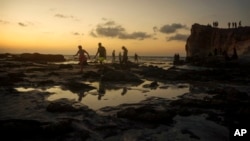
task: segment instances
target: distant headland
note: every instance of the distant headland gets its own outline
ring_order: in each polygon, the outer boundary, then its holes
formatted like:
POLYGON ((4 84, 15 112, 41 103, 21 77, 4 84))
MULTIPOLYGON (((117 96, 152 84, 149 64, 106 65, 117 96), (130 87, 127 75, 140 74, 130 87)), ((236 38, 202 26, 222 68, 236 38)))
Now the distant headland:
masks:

──────────

> What the task requires:
Print the whole listing above once more, word for word, without its pictures.

> Response below:
task: segment instances
target: distant headland
note: every instance of the distant headland gets its own outline
ring_order: in each polygon, the outer boundary, then its holes
formatted like:
POLYGON ((4 84, 15 112, 41 103, 21 77, 4 84))
MULTIPOLYGON (((117 96, 152 84, 149 64, 106 65, 117 96), (130 87, 127 75, 140 74, 130 87)), ((236 38, 202 26, 222 68, 236 38)))
Now the distant headland:
masks:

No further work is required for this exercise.